> Exercise brief
Once the line containing "Target: moss patch on ground" is found in the entries below, restate it and each following line word for word, stopping after the line containing "[ ] identify the wooden".

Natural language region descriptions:

━━━━━━━━━━━━━━━━━━━━

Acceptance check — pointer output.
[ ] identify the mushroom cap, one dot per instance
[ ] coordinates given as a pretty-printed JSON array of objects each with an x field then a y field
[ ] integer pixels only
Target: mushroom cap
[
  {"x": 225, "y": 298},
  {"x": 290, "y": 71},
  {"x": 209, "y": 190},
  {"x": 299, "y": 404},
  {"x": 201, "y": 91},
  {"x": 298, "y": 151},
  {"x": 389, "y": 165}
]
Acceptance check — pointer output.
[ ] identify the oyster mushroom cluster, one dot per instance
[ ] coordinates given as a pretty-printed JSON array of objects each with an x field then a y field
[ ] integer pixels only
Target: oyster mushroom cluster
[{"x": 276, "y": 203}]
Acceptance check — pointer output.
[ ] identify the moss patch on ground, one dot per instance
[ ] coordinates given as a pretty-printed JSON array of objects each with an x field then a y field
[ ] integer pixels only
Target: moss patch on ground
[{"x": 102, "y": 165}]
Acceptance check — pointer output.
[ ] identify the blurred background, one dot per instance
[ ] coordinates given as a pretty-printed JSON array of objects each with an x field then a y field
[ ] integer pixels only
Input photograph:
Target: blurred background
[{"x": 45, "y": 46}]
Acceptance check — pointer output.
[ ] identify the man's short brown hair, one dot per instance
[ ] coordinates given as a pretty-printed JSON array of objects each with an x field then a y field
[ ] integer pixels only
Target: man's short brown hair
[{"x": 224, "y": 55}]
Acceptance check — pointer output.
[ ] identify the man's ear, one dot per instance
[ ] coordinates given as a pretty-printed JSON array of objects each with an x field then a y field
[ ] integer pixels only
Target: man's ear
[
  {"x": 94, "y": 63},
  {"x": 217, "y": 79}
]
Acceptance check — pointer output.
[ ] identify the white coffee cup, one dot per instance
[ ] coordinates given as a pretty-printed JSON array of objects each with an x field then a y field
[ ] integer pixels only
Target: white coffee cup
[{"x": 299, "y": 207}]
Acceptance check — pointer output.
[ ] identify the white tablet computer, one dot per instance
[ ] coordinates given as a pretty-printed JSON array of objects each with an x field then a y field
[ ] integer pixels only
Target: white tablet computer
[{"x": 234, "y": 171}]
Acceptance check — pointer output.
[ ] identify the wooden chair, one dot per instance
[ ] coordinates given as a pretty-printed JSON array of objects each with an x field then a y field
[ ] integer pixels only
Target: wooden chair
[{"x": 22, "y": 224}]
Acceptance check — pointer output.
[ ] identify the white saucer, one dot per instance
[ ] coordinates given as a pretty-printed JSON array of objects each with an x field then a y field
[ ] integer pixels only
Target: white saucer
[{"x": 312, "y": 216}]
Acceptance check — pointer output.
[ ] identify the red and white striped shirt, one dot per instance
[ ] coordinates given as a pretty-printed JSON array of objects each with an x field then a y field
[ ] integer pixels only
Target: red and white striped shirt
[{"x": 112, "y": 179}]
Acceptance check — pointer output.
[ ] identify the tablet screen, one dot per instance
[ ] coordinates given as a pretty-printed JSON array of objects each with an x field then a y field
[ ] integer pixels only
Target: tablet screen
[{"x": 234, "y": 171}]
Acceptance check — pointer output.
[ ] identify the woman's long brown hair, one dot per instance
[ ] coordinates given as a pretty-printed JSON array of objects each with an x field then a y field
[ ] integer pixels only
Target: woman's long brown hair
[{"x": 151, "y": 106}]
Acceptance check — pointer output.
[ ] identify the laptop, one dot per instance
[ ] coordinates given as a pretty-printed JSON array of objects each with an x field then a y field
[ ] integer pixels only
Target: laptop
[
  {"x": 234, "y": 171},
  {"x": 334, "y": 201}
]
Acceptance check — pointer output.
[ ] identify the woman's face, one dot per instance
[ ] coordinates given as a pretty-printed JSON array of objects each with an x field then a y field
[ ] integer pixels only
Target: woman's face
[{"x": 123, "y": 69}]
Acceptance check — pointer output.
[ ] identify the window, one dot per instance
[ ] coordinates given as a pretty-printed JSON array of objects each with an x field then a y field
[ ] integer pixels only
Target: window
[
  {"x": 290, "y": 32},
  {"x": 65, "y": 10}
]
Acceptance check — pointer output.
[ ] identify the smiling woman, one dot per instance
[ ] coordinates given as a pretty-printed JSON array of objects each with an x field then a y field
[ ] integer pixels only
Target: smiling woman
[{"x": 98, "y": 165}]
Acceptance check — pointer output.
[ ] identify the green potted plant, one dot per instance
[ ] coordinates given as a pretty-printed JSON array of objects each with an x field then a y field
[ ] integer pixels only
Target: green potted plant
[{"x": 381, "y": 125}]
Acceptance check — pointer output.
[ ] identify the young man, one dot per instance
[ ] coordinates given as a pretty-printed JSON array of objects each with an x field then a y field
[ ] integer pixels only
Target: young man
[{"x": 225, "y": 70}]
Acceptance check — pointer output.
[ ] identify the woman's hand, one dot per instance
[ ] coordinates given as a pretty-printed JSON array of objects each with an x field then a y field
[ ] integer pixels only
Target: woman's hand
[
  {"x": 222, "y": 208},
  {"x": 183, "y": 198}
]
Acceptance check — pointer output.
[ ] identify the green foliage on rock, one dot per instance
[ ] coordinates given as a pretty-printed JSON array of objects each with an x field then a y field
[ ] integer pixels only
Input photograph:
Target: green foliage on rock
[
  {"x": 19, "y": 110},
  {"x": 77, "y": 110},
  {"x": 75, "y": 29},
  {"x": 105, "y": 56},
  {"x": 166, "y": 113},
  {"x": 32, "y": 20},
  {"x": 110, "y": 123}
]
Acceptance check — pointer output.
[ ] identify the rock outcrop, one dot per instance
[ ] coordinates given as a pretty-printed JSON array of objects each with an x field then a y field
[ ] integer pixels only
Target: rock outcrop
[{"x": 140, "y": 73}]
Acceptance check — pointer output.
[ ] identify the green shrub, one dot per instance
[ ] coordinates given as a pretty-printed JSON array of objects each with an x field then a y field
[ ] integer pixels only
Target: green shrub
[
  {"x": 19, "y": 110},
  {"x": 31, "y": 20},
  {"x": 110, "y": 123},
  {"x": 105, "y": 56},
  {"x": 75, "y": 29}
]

━━━━━━━━━━━━━━━━━━━━

> Answer box
Target: moss patch on ground
[{"x": 102, "y": 165}]
Acceptance check — pointer output.
[ ] identify the blurred background, one dot per instance
[ ] coordinates given as a pretty-printed JSON array of objects each with an x field then a y field
[ ] integer pixels only
Input photograph:
Target: blurred background
[{"x": 45, "y": 46}]
Acceptance check — pointer output.
[ ] identify the man's short brown hair, one dot per instance
[ ] coordinates given as a pretty-printed JSON array of objects each with an x field then a y field
[ ] integer pixels only
Target: man's short brown hair
[{"x": 224, "y": 55}]
Acceptance check — pointer output.
[ ] identify the man's ear, one dot per instance
[ ] coordinates given as a pretty-printed JSON array of objects each with an x field then a y field
[ ] integer pixels only
Target: man's ear
[
  {"x": 94, "y": 63},
  {"x": 217, "y": 79}
]
Acceptance check — pointer output.
[ ] identify the white coffee cup, one dot per instance
[ ] coordinates given as a pretty-printed JSON array of objects each with an x field then a y field
[ ] integer pixels only
Target: white coffee cup
[{"x": 299, "y": 207}]
Acceptance check — pointer output.
[ ] identify the white tablet computer, one dot per instance
[ ] coordinates given as a pretty-printed JSON array of objects each with an x field then a y field
[ ] integer pixels only
Target: white tablet computer
[{"x": 234, "y": 171}]
Acceptance check — pointer output.
[ ] identify the wooden chair, one dot per instance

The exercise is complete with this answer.